I believe that crying is essential to my mental health, to everyone’s, female and male. There are times when it physically hurts to not shed the tears I’m holding back. Plus when you hold back and then break, that’s when the ugly, snotty, awful cry comes. You know the one. I’d much rather have a good cleansing crying jag every other day if necessary than hold it in until I burst like a snotty blotchy dam. I truly feel that it helps to allow pain in and come out the other side feeling better able to put the negative behind you and move sure footed into the positive.

Allow Pain In

Since I am such a crier I rarely trust people that don’t cry. I don’t see how it’s possible to not cry unless you’re some kind of cyborg sent here to destroy humanity. The fact is that if you’re not crying you aren’t living openly and allowing yourself to experience the world around you fully. To live is to feel pain and to feel pain is to cry. It’s not weak to allow pain in, to really feel it, it’s a part of growth.

By default when you are open to others and experiences you are going to find failure, heartache, and pain more often than if you live within safer boundaries. When you give yourself permission to allow pain in, to experience it fully, then you can better move on after it. When you deny yourself the mourning and pretend the hurt never happened you never deal with it and are left with that dreaded baggage.

■ PROVIDED MATERIAL:
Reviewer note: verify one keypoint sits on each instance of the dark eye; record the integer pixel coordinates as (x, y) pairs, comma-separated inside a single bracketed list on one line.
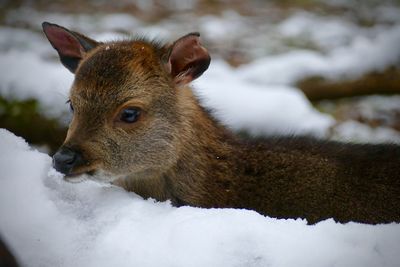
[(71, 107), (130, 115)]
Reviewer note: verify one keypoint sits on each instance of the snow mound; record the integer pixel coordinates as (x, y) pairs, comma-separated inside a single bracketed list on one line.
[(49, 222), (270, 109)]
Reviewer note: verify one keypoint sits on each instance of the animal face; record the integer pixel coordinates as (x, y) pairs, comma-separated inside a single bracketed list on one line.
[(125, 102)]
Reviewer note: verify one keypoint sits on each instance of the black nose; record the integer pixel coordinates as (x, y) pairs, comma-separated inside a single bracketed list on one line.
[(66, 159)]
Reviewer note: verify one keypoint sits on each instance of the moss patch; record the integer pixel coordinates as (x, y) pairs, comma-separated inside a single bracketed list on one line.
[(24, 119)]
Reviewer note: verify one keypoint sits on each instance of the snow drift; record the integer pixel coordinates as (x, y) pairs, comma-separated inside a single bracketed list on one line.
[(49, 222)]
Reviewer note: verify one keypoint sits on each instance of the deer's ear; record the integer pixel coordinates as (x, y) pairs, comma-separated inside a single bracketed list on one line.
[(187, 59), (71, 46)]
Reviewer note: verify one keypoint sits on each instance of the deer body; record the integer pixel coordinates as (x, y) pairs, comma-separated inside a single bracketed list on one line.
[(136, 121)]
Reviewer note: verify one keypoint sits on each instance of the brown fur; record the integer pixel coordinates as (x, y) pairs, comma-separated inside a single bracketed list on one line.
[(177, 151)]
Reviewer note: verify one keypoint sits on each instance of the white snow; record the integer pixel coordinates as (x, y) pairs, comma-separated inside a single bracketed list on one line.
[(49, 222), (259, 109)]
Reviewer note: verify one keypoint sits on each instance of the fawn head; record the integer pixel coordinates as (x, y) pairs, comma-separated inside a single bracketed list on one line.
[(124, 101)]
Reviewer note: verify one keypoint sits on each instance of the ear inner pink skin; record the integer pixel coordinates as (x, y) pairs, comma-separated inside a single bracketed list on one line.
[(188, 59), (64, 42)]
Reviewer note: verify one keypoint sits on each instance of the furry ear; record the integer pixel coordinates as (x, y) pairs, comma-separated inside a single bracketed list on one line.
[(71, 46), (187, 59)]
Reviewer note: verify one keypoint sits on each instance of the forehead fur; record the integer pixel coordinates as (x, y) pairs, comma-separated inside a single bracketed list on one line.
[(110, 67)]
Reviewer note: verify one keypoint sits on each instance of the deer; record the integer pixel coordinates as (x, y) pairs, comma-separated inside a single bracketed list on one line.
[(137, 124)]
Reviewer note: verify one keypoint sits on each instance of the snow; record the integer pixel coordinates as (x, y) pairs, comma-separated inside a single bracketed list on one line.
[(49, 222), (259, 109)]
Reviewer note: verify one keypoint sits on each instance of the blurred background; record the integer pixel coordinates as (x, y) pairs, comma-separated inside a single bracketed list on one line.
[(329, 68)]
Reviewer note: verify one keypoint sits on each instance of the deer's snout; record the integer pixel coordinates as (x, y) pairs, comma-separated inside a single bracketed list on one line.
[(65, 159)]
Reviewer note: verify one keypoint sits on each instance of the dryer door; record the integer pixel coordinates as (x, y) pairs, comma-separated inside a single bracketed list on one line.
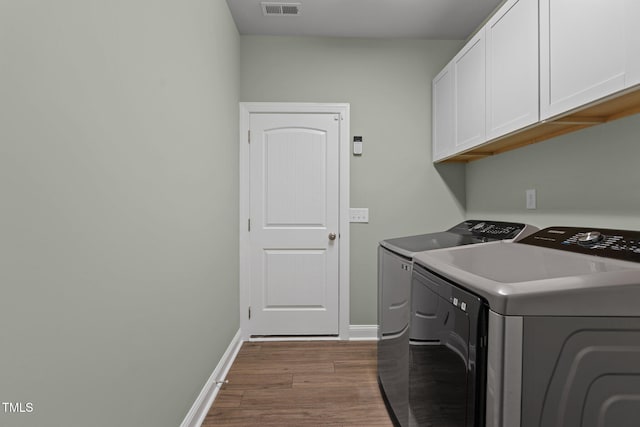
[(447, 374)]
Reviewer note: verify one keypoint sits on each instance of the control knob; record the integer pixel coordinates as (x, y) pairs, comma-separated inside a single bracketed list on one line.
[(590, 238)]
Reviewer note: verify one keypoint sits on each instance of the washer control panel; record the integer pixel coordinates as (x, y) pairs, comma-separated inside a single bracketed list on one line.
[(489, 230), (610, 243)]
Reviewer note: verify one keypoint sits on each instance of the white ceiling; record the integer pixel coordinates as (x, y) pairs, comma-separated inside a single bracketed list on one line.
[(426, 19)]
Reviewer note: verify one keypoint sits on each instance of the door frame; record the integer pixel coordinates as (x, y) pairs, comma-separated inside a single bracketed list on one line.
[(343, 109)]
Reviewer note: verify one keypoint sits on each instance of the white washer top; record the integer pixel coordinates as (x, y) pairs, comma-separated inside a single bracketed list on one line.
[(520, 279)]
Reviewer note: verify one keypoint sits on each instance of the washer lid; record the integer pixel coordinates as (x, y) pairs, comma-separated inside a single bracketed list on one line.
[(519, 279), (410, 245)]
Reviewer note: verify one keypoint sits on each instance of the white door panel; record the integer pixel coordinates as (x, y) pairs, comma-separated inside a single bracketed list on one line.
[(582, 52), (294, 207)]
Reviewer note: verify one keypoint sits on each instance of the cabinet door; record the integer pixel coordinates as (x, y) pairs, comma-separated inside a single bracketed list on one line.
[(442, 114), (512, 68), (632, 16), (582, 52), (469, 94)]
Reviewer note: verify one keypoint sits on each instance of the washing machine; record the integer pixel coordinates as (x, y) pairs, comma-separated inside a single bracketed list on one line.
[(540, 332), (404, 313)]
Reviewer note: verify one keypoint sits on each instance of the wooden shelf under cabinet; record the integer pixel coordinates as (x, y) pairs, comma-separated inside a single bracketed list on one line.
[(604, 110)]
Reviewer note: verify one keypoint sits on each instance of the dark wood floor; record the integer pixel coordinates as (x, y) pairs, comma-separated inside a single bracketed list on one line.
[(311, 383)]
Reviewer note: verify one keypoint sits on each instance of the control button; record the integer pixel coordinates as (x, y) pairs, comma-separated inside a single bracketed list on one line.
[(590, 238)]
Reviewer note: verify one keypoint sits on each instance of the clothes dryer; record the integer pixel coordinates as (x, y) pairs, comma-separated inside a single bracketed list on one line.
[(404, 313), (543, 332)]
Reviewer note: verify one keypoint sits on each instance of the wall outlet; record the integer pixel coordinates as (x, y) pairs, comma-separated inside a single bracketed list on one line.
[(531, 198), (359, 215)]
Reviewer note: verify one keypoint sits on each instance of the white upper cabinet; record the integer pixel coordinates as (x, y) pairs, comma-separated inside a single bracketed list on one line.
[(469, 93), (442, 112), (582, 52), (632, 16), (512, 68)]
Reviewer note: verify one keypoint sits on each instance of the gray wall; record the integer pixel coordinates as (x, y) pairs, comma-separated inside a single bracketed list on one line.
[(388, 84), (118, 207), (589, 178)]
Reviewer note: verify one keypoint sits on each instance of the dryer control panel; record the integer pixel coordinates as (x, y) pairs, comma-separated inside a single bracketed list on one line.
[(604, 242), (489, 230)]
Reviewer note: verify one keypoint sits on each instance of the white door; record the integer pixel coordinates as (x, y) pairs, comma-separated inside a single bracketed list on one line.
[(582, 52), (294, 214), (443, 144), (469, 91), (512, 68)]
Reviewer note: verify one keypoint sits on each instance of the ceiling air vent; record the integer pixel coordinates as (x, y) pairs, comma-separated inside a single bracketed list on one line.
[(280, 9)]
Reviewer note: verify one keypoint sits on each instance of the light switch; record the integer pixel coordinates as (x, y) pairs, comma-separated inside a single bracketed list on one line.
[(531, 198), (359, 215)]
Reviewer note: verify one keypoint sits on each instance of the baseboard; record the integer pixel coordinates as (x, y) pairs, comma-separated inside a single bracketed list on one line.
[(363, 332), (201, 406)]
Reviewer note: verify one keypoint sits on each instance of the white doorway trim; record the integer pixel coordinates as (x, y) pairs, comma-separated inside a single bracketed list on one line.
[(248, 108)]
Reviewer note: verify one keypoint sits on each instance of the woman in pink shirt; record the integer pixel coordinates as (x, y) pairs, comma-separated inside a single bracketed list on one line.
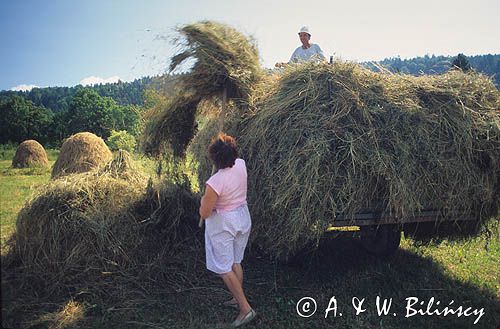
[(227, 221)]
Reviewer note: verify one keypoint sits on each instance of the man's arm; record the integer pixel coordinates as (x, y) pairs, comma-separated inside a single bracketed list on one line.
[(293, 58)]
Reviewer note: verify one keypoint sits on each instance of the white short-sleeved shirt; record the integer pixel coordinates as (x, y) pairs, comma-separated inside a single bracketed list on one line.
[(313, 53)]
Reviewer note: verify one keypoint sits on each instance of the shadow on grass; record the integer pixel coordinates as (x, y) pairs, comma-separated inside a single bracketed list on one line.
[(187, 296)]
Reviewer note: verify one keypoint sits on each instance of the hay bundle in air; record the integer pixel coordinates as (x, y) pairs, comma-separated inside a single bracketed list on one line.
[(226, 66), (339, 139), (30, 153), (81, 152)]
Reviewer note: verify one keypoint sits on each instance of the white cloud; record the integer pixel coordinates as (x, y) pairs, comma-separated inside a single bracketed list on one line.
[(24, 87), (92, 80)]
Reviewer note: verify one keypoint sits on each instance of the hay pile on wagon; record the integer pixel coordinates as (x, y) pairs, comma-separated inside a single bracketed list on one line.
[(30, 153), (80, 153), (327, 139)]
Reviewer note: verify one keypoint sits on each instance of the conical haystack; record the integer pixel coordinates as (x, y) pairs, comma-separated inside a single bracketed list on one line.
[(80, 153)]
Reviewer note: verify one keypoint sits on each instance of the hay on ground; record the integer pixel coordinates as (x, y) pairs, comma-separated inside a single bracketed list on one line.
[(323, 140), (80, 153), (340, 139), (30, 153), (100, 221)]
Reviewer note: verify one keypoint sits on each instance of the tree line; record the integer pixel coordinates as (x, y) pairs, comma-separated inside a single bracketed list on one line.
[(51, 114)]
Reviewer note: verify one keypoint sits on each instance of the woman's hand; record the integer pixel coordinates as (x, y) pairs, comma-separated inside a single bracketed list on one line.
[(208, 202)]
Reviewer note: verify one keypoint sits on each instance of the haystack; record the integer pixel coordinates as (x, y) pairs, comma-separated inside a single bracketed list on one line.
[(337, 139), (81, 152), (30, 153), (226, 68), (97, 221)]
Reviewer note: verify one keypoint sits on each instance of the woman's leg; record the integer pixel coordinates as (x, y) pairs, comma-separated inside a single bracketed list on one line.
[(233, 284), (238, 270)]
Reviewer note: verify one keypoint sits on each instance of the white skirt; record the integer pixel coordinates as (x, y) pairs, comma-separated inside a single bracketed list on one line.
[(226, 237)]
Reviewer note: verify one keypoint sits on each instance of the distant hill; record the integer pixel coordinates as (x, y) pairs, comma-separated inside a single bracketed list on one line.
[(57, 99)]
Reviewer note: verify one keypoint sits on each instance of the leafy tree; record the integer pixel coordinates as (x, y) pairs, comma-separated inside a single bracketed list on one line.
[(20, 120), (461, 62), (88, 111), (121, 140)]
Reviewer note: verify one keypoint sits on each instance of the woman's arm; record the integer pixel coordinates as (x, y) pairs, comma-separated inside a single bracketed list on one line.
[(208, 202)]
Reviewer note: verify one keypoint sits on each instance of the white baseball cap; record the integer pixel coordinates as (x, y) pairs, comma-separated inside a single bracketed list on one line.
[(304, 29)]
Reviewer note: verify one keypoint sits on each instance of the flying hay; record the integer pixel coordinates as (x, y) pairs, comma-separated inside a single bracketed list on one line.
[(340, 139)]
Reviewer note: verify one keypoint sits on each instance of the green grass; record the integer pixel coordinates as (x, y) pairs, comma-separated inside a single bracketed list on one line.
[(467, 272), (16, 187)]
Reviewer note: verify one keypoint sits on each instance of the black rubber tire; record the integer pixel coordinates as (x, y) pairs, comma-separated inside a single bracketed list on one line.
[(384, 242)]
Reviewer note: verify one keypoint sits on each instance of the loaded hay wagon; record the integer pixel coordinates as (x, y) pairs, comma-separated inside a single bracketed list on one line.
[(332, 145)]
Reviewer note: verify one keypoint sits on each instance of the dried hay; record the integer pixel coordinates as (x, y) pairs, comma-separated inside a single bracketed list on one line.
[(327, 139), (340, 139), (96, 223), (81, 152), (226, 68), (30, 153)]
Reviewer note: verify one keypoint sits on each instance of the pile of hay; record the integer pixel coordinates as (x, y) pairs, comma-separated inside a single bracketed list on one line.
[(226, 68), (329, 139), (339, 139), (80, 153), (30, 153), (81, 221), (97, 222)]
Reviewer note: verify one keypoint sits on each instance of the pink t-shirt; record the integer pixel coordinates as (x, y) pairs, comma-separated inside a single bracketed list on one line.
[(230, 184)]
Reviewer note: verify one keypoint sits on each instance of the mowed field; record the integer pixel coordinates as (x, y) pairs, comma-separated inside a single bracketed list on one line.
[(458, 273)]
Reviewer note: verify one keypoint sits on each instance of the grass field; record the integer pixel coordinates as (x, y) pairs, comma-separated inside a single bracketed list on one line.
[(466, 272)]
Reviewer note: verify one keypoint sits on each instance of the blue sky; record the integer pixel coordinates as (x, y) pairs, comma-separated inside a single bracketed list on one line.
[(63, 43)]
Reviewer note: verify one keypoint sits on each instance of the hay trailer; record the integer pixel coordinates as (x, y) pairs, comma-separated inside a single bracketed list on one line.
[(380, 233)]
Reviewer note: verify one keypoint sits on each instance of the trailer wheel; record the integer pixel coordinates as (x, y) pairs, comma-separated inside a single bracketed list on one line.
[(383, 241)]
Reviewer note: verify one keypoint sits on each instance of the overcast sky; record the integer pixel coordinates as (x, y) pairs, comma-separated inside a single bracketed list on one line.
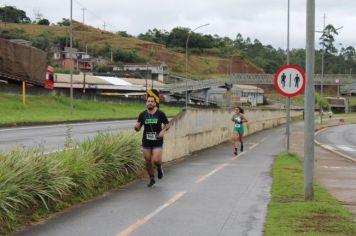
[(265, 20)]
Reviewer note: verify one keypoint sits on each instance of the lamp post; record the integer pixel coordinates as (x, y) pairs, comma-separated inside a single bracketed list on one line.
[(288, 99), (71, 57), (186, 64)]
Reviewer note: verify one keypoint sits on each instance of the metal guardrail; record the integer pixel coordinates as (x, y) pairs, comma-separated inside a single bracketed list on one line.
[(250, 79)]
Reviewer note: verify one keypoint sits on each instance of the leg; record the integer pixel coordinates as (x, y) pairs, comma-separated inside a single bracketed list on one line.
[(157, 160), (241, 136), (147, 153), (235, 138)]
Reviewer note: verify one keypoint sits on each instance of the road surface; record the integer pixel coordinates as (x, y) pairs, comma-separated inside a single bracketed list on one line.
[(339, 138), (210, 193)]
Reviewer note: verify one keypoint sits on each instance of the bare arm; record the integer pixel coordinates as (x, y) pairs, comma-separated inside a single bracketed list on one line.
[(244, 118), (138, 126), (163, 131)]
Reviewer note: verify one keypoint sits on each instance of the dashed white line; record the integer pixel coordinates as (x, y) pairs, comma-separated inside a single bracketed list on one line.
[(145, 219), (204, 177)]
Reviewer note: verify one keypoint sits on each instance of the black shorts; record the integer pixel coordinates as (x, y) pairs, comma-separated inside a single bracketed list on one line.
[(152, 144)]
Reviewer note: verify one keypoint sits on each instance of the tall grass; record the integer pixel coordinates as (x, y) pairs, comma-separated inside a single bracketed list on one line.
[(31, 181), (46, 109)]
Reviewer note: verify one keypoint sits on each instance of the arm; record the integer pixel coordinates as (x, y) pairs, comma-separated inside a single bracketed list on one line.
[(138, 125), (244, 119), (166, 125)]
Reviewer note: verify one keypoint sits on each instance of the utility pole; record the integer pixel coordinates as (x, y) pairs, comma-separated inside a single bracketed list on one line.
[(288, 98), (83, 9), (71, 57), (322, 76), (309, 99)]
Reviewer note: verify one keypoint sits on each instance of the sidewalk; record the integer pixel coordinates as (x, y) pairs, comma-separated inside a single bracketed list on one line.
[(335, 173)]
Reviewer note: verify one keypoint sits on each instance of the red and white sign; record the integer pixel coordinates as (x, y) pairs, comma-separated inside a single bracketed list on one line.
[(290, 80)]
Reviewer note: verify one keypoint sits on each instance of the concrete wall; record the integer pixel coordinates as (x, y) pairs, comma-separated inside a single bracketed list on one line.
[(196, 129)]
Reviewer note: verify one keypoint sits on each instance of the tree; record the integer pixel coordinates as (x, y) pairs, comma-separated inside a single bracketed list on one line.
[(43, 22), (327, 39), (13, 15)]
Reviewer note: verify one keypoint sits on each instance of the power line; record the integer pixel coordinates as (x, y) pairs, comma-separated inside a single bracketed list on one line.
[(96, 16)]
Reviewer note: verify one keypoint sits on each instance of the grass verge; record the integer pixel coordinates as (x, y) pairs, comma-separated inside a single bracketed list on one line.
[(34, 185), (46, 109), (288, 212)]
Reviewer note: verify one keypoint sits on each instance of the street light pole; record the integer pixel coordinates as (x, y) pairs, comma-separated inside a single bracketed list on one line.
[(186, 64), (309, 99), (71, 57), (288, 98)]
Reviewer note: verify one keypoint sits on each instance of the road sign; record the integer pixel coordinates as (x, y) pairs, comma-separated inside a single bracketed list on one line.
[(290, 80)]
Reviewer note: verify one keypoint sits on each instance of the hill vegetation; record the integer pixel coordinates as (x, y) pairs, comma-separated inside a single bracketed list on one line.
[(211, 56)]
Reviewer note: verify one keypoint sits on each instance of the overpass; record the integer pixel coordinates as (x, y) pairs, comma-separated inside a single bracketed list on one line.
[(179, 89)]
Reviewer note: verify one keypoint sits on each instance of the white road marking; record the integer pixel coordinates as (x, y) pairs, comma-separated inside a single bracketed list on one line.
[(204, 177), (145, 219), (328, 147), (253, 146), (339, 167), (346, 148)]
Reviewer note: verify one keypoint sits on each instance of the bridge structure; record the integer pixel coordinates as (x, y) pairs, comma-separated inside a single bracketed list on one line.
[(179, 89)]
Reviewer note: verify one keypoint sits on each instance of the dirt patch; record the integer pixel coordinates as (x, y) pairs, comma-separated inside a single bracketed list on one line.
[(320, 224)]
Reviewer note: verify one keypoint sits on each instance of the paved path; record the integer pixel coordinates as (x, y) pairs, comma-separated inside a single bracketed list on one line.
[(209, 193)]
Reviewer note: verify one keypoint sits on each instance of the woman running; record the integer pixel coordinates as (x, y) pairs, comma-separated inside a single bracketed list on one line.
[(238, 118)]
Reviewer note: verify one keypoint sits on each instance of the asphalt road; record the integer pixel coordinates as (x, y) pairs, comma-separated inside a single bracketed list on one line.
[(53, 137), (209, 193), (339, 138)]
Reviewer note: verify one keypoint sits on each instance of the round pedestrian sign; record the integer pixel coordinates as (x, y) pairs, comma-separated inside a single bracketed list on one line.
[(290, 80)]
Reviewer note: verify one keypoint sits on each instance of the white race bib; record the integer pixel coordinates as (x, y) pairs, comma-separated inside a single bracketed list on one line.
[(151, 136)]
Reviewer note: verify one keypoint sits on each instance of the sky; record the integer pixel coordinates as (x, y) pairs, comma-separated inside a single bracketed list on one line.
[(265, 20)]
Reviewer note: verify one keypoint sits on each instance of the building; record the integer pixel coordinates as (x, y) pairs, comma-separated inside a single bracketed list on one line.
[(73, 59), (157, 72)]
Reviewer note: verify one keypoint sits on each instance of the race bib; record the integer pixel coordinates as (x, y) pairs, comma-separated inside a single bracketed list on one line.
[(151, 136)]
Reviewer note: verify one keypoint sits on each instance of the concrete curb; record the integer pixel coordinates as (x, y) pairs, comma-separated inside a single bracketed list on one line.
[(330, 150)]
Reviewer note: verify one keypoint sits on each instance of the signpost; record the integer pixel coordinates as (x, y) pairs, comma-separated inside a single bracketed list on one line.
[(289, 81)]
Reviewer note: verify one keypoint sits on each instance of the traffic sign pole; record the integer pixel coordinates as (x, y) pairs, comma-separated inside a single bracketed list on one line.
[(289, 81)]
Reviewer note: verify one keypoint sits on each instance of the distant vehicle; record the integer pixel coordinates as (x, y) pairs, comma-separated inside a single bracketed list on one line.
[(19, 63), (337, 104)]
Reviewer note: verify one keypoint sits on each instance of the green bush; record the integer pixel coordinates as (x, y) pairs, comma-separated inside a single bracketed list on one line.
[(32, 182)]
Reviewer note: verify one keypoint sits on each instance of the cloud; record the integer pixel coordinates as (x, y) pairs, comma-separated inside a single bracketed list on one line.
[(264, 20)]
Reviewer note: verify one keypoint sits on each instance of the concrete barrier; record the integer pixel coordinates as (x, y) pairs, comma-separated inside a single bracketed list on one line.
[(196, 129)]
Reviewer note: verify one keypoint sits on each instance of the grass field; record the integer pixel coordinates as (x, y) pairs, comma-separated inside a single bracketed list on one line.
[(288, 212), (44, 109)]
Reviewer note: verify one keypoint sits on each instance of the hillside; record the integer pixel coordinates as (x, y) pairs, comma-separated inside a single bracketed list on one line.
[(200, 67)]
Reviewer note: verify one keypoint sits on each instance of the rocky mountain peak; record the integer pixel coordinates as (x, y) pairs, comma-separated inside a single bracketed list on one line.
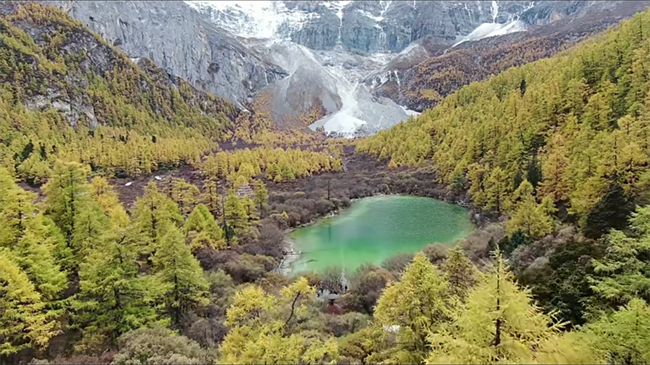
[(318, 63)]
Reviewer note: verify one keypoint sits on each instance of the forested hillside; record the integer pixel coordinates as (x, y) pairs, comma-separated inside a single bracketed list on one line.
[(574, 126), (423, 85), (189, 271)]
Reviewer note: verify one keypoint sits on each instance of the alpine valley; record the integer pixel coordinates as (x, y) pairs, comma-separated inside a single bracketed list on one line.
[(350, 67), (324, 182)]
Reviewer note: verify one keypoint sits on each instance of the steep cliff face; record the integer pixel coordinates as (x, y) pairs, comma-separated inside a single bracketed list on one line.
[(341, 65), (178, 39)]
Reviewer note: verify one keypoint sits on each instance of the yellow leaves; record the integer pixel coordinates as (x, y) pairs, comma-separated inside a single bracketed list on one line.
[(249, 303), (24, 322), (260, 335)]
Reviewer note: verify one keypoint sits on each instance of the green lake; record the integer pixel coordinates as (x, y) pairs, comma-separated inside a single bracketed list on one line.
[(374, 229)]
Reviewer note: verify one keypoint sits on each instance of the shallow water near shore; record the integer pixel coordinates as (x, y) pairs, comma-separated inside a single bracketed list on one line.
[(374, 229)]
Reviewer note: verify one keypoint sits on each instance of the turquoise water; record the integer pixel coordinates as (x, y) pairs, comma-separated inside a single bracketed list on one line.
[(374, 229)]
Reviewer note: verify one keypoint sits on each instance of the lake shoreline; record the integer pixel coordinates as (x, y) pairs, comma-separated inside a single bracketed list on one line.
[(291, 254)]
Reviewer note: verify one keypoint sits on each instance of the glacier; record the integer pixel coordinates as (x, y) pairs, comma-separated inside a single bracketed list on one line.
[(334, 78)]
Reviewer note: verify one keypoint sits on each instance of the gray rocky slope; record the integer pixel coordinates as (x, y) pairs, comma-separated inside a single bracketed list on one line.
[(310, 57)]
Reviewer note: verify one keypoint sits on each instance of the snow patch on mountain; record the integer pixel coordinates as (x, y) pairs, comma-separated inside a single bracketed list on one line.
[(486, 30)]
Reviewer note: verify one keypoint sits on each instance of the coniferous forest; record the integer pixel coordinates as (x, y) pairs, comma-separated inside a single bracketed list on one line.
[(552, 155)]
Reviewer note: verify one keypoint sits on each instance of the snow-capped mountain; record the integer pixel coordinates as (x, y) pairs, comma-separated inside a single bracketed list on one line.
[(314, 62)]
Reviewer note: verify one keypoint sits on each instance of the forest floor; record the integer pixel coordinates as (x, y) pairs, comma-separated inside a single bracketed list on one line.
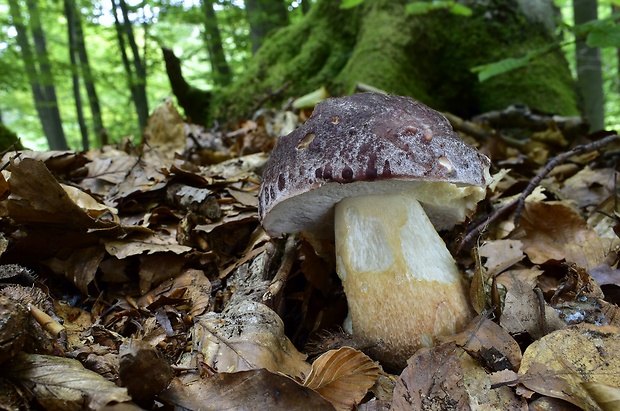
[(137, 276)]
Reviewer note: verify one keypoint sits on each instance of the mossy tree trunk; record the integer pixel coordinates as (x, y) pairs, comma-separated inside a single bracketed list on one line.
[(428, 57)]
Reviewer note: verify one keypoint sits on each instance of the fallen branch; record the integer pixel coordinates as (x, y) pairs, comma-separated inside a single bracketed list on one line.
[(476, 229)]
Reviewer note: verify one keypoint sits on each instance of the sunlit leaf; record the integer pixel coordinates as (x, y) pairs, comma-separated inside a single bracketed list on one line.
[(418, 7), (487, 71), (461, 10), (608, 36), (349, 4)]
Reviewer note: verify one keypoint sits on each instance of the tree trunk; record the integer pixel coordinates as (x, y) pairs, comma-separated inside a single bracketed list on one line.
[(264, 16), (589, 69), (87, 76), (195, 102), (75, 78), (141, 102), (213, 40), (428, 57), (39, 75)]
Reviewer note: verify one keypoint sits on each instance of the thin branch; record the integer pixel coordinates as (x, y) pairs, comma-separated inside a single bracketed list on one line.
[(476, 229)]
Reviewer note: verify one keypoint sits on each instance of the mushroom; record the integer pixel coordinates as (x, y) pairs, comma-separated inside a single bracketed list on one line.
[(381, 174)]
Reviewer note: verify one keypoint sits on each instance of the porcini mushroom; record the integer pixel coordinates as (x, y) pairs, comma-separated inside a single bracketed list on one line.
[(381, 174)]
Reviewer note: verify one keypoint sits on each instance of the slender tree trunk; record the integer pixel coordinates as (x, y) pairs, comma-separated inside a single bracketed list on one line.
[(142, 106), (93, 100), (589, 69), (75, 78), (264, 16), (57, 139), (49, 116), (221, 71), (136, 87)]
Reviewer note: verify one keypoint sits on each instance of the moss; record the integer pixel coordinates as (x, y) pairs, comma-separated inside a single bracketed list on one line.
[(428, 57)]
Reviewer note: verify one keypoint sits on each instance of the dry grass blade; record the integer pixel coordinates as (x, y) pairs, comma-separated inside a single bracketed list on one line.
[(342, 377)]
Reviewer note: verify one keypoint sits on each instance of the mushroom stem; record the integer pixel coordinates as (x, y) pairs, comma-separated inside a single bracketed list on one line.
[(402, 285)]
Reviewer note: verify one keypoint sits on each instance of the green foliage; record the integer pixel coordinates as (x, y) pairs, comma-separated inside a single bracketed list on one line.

■ TASK LIST:
• 1. Reproduce the passage on crying word for word, beginning at the words "I believe that" and stopping after "into the positive.".
• 2. Resume the passage on crying after its last sentence.

■ RESPONSES TO THE TASKS:
• 1.
I believe that crying is essential to my mental health, to everyone’s, female and male. There are times when it physically hurts to not shed the tears I’m holding back. Plus when you hold back and then break, that’s when the ugly, snotty, awful cry comes. You know the one. I’d much rather have a good cleansing crying jag every other day if necessary than hold it in until I burst like a snotty blotchy dam. I truly feel that it helps to allow pain in and come out the other side feeling better able to put the negative behind you and move sure footed into the positive.

• 2.
Have enough faith in yourself to know you’ll come out the other side and allow yourself to experience the hurt and work through it. Be badass enough to face it head on and not run from it. With a passionate life comes a certain amount of hurt and that’s okay. One of the things I love about my crying is that it means I trust wholly, love completely, and live uncensored.

Cry A Lot

Now that you’re allowing yourself to feel the emotions caused by living an open and bold life, it’s time to get real. What are you afraid of if you let yourself cry? Are you afraid you’ll never stop or that you’ll open up old hurts? Well, I think that’s a great place to start. Those old hurts are holding you back and weighing you down and you deserve to be free of them.

Take that time and allow pain in, let yourself cry. The ugly, surrounded by tissues, blotchy, puffy eyes, and rocking on the bed; that cry. Cry until you have no more tears to cry; until you’re done exploring all that you’ve been hidden from. It’ll feel uncomfortable, you’ll feel raw, and you may even have a bit of panic from allowing yourself to take it that deep but I believe it’s essential to moving forward free of baggage.

Once you’re all cried out wash your face, put a cold compress on your eyes, and nap cause chances are your head will be killing you. Then wake up and let your feet hit the floor a new, freer, lighter woman.

Get Back Up

You’ve got the bold life and the crying (a lot) down, now it’s time to dust yourself off and move on. I’ve done the first two steps and now I can live each day open to what comes my way, allowing myself purging cries and mini breakdowns when needed and then I move the hell on. No more huge weight to carry; I feel, I cry, and I get on with life. I don’t harbor the pain, resentment, or anger. I feel it, immediately, I cry or rage, and then I move on.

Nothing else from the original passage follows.